→ **Aufgabenstellung**
Schreibe aus dem Text über die deutsche Einheit den Abschnitt von „Warum halten sich“ bis einschließlich „Fragen Thesen vorstellen.“ wortgetreu ab.

→ **Vorgegebener Text**
Auf einer strukturellen Ebene kann die deutsche Vereinigung ohne Zweifel als eine Erfolgsgeschichte angesehen werden. Auch wenn es nach wie vor ein ökonomisches Gefälle zwischen Ost und West gibt, haben sich die Lebensverhältnisse weitestgehend angeglichen, die Wirtschaft Deutschland ist stabil, wie auch die Demokratie im vereinigten Deutschland auf festen Füßen steht. Was allerdings nach wie vor umstritten ist, ist die Frage der ‚inneren‘ Einheit. Immer wieder zeigen Umfragen, dass bei vielen Fragen nach wie vor ein Ost-West-Gefälle auszumachen ist und die deutsche Vereinigung wird von vielen Menschen nach wie vor auch eher skeptisch gesehen.

Warum halten sich diese Unterschiede über so lange Zeit? Wo können Ursachen dafür gesehen werden und was bedeuten diese Differenzen? Ich möchte zur Beantwortung dieser Fragen Thesen vorstellen.


These 1: Die Unterschiede zwischen Ost und West resultieren nicht mehr primär aus unterschiedlichen Sozialisationserfahrungen, sondern sind mindestens genauso stark durch die Erfahrungen der Wende und des Vereinigungsprozesses geprägt.

Immer wieder findet man in der wissenschaftlichen Literatur das Erklärungsmuster, dass die nach wie vor bestehenden Unterschiede zwischen Ost und West auf die Spezifik der DDR-Sozialisation zurückzuführen seien. Herangezogen werden hier immer wieder eine kollektive Erziehung, Unerfahrenheit mit demokratischen Strukturen und damit verbunden gewisse bis heute anhaltente totalitäre Prägungen. Solche Erklärungsmuster spiegeln eher die westdeutschen Klischees gegenüber ostdeutscher Lebensrealität, als dass damit die unterschiedlichen Positionen erklärt werden könnten. 25 Jahre nach der deutschen Vereinigung ist es an der Zeit derartige Stereotype zu überwinden. Die Unterschiede lassen sich auch teilweise noch in der jungen Generation feststellen, d.h. einer Generation, die überhaupt nicht mehr in der DDR sozialisiert wurde. Die Gründung der Initiative „Dritte Generation Ost“, die einen Zusammenschluss von Personen darstellt, die zur Zeit der Wende noch Kinder waren, zeigt recht einprägsam, dass selbst diese Generation das Bedürfnis danach hat, sich der eigenen Herkunft und Prägung zu vergewissern.

Mindestens genauso prägend wie die Erfahrungen in der DDR waren für die Ostdeutschen die Erfahrungen der Wendezeit und der anschließenden deutschen Vereinigung. Die Wende wurde von den Ostdeutschen sehr unterschiedlich erlebt. Für die einen war es eine Befreiung aus einem diktatorischen System. Für andere war es das Ende eines Staates, mit dem sie zutiefst identifiziert waren und dessen Zusammenbruch die eigenen Lebensentwürfe und Glaubensvorstellungen zum Zusammenbruch brachte. Wie auch immer diese Zeit erlebt wurde – sie war biografisch zutiefst prägend. Den Zusammenbruch eines politischen und ökonomischen Systems erlebt zu haben, ist eine Lebenserfahrung, die Westdeutsche nicht im selben Maße erlebt haben und aus der spezifische Betrachtungsweisen resultieren.

→ **Vorliegende Zeilen**
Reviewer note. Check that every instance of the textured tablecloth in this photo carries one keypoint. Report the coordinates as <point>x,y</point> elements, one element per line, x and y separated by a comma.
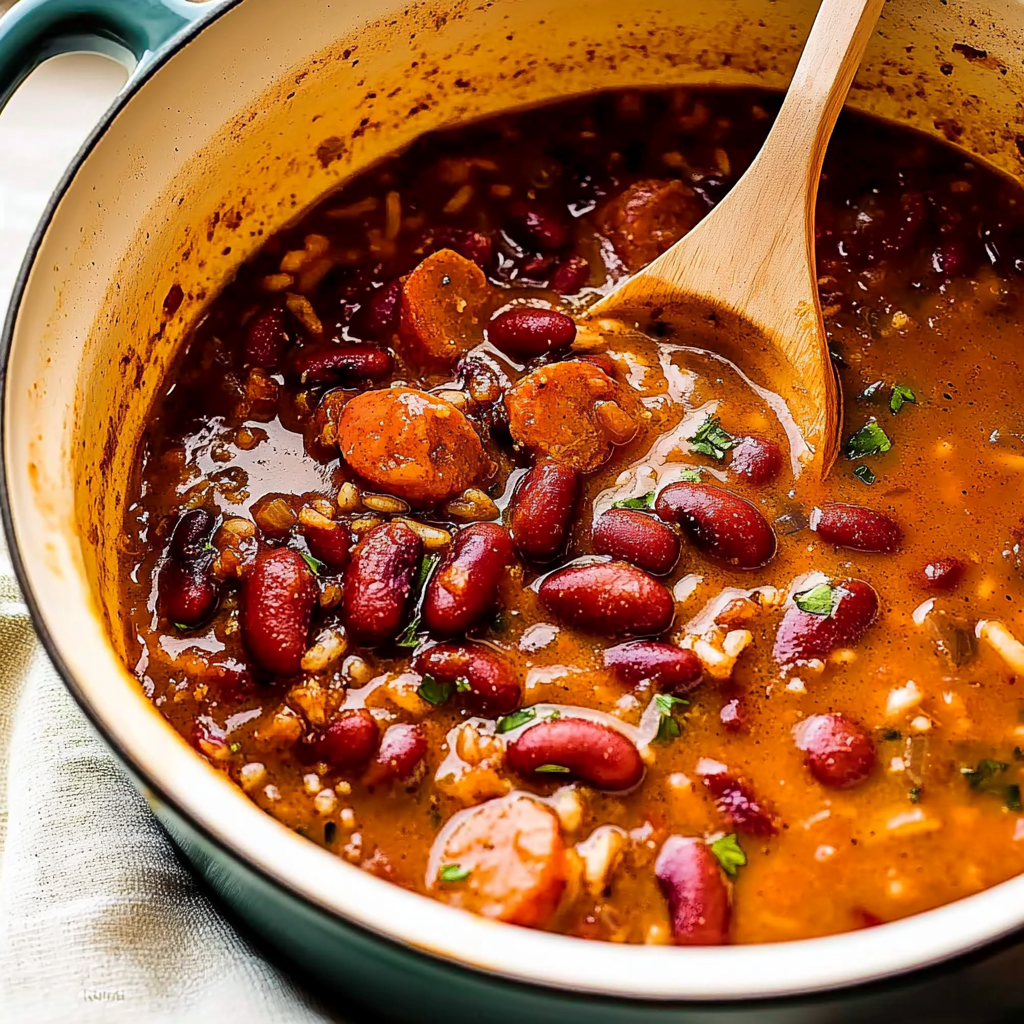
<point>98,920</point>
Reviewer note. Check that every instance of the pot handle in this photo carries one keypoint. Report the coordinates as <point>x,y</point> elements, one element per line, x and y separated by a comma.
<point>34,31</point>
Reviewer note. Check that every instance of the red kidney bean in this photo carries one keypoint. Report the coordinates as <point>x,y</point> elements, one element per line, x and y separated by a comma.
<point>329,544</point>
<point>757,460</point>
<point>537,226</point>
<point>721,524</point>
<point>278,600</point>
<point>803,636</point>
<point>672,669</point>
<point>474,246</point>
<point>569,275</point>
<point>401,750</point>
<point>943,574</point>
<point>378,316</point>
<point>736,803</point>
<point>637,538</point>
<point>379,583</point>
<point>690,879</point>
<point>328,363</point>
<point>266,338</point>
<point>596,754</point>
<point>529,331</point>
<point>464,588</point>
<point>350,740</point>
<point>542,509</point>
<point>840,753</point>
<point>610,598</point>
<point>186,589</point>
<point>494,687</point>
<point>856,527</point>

* * *

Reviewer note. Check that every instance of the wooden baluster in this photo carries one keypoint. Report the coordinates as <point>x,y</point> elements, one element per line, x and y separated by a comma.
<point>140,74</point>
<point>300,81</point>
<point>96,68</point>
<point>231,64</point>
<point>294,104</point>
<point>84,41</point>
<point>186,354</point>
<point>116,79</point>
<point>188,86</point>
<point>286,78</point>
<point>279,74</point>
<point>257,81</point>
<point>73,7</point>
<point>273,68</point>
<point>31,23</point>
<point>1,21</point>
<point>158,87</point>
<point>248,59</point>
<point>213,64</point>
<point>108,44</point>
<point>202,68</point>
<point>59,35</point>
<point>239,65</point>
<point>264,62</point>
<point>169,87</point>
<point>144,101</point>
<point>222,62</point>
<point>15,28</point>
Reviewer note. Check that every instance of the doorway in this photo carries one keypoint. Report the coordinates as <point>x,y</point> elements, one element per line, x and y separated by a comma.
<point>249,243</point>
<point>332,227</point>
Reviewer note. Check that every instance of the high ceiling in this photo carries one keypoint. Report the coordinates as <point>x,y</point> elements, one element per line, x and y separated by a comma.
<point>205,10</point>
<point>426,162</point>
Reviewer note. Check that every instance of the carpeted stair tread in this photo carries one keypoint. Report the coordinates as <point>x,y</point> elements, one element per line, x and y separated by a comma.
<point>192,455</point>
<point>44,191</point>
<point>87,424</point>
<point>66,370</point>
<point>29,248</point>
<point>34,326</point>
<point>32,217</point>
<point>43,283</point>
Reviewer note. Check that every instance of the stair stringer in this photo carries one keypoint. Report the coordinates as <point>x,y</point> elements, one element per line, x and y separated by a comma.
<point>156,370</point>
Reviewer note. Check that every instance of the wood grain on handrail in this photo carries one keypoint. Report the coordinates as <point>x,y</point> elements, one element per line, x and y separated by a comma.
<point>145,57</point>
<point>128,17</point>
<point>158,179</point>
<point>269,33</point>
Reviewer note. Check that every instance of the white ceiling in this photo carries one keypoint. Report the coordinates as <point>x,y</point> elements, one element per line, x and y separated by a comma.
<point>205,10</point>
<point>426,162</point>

→ **Antwort**
Warum halten sich diese Unterschiede über so lange Zeit? Wo können Ursachen dafür gesehen werden und was bedeuten diese Differenzen? Ich möchte zur Beantwortung dieser Fragen Thesen vorstellen.